Selected passage:
For decades, the leadership of Australia’s public sector union has promised members that once a Labor Party government comes to power, it will lift wages and fix staffing shortfalls. The Albanese government is now refusing these demands.
Australian prime minister Anthony Albanese and minister for finance and former CPSU organizer Katy Gallagher attend a jobs and skills summit at Parliament House in September 2022, Canberra, Australia. (Martin Ollman / Getty Images)
Australia’s public sector union, the Community and Public Sector Union (CPSU) PSU Group is in a vexed position. It has spent the last decade watching its membership decline severely while earnestly campaigning for an Australian Labor Party (ALP) government in the hope that it will bargain in good faith.
Now the limits of this strategy are playing out. Labor is in office, and bargaining over pay and conditions in the public service is in full swing — and the government is not delivering. Former CPSU organizer and now minister for finance and the public service Katy Gallagher is refusing the union’s claims, calling them “impossible.” The government’s initial pay offer was about half the CPSU claim, which, adjusted for inflation, amounts to a pay cut. Gallagher is also signaling that the government won’t be able to afford to boost staffing numbers in future budgets. These cries of poverty are belied by Labor’s commitment to the former Coalition government’s $368 billion AUKUS arrangements and $243 billion stage three tax cuts.
So far, the CPSU leadership has responded tepidly, all but guaranteeing a second lowball pay offer from the government. They have only led a single one-hour strike and other small actions designed to frustrate management without impacting public service delivery. And these were limited to just one agency with high union membership; most CPSU members have not had the opportunity to take any action at all.
The ramifications of the CPSU leadership’s failed strategies resonate well beyond this round of bargaining. In 2008, the CPSU claimed a membership of 56,680. By 2020, it had declined to 41,302. Now the Labor government the CPSU wanted is in power, and it’s betraying the hopes the union’s leadership vested in it. This could accelerate the union’s decline, precipitating an existential crisis. The need for a new leadership and new strategy couldn’t be clearer — but, to achieve this, we first need to understand how the current leadership rose to power.

Required work:
#1 Reproduce verbatim the passage of the article on Australia's public sector union between "For decades, the" and "in good faith.", inclusive.
#2 Extend the article on the Community and Public Sector Union and its dealings with the Albanese government, beginning directly after its final sentence.

Entries supplied:
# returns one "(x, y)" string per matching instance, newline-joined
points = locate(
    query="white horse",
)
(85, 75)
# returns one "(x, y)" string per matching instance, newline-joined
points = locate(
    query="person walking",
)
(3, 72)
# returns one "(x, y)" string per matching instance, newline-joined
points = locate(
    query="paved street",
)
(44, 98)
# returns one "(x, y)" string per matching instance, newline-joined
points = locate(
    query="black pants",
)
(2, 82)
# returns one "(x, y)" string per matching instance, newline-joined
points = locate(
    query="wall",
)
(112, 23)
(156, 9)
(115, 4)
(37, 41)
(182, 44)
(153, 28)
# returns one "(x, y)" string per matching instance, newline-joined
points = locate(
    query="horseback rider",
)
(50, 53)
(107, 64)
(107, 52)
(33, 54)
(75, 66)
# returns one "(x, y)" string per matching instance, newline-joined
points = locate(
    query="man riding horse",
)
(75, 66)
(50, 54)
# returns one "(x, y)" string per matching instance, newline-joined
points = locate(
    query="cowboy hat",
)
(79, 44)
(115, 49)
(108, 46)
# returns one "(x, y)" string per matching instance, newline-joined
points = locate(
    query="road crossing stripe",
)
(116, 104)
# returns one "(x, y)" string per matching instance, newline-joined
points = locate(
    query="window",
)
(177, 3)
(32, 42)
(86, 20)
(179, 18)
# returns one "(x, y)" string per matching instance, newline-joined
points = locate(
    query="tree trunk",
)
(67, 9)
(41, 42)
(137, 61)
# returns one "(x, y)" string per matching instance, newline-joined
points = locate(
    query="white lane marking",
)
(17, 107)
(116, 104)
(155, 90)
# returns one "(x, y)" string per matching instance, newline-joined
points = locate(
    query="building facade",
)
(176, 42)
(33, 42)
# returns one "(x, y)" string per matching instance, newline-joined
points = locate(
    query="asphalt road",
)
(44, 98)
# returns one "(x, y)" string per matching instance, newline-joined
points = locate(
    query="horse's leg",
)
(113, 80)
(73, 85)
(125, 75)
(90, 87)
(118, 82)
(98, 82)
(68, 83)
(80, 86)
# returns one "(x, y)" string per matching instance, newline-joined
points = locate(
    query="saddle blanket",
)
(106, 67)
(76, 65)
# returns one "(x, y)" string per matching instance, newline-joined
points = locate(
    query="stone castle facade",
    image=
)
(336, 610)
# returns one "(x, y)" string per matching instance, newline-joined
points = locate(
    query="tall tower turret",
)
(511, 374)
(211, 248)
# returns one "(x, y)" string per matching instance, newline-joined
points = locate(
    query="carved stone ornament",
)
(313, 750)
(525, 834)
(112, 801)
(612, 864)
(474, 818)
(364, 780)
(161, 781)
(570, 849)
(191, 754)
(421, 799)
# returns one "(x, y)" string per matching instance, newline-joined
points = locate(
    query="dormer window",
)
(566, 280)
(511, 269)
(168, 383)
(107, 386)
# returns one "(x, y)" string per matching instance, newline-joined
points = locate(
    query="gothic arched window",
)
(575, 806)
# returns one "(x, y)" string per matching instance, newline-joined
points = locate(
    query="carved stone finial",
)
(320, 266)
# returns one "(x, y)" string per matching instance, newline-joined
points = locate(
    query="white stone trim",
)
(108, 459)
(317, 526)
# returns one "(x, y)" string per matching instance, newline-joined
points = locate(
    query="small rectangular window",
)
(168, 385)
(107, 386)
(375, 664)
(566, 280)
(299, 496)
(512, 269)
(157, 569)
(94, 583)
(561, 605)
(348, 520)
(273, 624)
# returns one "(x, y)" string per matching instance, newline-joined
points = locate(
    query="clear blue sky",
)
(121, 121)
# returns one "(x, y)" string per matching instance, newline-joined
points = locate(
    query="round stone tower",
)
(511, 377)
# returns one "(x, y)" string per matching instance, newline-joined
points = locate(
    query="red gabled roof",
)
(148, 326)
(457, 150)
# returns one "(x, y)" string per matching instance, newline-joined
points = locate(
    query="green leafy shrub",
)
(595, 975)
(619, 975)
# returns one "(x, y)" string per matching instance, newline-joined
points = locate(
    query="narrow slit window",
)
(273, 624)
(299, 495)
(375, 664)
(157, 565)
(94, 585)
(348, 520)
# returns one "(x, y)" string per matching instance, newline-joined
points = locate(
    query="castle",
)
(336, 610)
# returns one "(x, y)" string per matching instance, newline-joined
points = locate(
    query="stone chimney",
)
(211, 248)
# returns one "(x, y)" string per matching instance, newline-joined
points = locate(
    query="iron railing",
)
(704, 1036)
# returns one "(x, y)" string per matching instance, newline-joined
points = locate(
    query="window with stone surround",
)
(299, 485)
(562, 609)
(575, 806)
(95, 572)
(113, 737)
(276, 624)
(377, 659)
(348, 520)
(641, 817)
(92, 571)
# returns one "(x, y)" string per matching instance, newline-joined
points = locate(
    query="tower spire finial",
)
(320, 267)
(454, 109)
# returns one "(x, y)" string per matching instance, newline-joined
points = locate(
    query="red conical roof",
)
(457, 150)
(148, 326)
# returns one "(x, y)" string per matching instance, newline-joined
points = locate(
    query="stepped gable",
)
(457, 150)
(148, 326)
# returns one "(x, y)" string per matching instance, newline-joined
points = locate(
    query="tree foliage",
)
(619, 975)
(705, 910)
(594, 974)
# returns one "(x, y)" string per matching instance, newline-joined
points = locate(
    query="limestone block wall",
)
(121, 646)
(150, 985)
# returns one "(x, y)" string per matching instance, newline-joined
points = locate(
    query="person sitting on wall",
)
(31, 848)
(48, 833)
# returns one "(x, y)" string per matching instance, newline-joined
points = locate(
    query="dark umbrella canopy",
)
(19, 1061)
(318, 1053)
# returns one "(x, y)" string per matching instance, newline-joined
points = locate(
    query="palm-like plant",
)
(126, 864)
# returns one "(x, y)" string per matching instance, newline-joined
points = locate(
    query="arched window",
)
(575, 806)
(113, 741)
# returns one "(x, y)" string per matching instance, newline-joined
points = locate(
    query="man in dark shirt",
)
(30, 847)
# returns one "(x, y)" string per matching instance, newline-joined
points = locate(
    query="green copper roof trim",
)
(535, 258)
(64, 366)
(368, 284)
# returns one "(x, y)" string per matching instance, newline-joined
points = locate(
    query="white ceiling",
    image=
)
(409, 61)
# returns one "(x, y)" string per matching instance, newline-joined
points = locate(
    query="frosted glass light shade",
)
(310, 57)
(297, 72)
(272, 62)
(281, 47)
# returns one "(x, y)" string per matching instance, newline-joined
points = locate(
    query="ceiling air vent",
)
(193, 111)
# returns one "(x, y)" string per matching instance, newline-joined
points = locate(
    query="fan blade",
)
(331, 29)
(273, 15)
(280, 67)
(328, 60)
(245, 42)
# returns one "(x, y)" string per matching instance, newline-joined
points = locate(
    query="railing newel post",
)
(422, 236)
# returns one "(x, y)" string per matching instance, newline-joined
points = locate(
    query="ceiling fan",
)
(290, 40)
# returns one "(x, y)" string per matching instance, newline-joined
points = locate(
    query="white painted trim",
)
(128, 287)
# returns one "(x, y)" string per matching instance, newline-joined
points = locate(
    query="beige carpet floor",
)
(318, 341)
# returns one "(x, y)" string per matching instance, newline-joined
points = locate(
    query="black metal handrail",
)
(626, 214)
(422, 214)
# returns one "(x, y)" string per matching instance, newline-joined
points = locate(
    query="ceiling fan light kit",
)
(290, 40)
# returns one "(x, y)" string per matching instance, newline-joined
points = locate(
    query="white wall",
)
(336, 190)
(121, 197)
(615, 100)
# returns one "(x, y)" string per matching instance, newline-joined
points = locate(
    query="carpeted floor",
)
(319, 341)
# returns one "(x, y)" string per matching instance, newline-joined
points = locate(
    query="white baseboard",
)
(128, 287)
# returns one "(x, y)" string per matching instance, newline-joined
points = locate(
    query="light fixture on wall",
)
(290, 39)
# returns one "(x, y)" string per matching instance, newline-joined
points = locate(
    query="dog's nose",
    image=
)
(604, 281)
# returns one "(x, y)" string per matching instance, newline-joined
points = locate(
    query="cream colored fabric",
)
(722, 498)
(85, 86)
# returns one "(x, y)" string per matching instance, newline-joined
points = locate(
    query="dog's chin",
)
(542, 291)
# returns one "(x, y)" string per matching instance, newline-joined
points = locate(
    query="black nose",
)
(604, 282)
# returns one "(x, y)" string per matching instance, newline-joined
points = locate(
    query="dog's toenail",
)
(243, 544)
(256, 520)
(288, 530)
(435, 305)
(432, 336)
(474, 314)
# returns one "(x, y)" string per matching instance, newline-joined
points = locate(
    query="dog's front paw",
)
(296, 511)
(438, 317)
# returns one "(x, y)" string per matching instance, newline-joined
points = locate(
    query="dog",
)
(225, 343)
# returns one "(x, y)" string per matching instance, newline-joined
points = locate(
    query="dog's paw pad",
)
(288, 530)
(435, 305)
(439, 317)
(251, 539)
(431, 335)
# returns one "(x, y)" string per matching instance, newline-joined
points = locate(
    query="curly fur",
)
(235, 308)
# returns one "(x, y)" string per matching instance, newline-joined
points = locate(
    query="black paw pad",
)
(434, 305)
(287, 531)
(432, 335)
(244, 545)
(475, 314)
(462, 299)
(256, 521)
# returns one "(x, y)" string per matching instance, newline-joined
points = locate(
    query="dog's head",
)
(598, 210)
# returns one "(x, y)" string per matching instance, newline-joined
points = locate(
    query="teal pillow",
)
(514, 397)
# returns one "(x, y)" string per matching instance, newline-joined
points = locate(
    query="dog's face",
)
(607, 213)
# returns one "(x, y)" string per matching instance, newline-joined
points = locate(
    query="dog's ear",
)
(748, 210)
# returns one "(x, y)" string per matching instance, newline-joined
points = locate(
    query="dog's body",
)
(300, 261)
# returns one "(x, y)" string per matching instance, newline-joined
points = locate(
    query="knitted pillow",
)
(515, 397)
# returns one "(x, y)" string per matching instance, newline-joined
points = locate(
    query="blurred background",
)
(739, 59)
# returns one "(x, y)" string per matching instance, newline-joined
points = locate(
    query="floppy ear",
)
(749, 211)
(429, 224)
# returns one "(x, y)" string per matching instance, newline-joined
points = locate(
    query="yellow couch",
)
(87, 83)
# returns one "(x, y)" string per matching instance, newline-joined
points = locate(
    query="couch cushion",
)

Responses in order:
#1
For decades, the leadership of Australia’s public sector union has promised members that once a Labor Party government comes to power, it will lift wages and fix staffing shortfalls. The Albanese government is now refusing these demands.
Australian prime minister Anthony Albanese and minister for finance and former CPSU organizer Katy Gallagher attend a jobs and skills summit at Parliament House in September 2022, Canberra, Australia. (Martin Ollman / Getty Images)
Australia’s public sector union, the Community and Public Sector Union (CPSU) PSU Group is in a vexed position. It has spent the last decade watching its membership decline severely while earnestly campaigning for an Australian Labor Party (ALP) government in the hope that it will bargain in good faith.

#2
A Progressive Caucus?
The CPSU is managed by an opaque faction — the Progressive Caucus — which came to power in the early 1990s and which runs the incumbent leadership ticket in the union’s Executive Committee and Governing Council elections.
The Progressive Caucus operates according to what American labor movement activist Ellen Friedman might call a “culture of secrecy.” Although it controls the union, and although its impact is far-reaching, the Progressive Caucus’s existence is scarcely known by the membership at large.
Indeed, this secrecy is such that it’s unclear precisely how long the Progressive Caucus has existed, or whether members make financial contributions to the faction. Their terms of reference and constitution are not available to the union’s membership. Nor are their communications, deliberations, and meeting minutes. It is unclear whether they are a binding or nonbinding caucus.
One thing is clear, however: the Progressive Caucus runs career union officials with ALP membership for leadership. Of the six current CPSU Executive Committee members, only two appear to have ever been public service workers on the office floor. Most don’t have experience working in the public service — and those that do haven’t done it for over a decade. This means that the CPSU’s Executive Committee is remote from the union’s rank-and-file membership.
This Is What Progress Looks Like
Today it’s rare for rank-and-file groupings to challenge the Progressive Caucus’s hegemony over the union. But this wasn’t always the case. In the 1990s in particular, rival groups contested elections for the ACT branch, which comprised the ACT Public Service and much of the Australian Public Service. This saw the branch leadership regularly change hands.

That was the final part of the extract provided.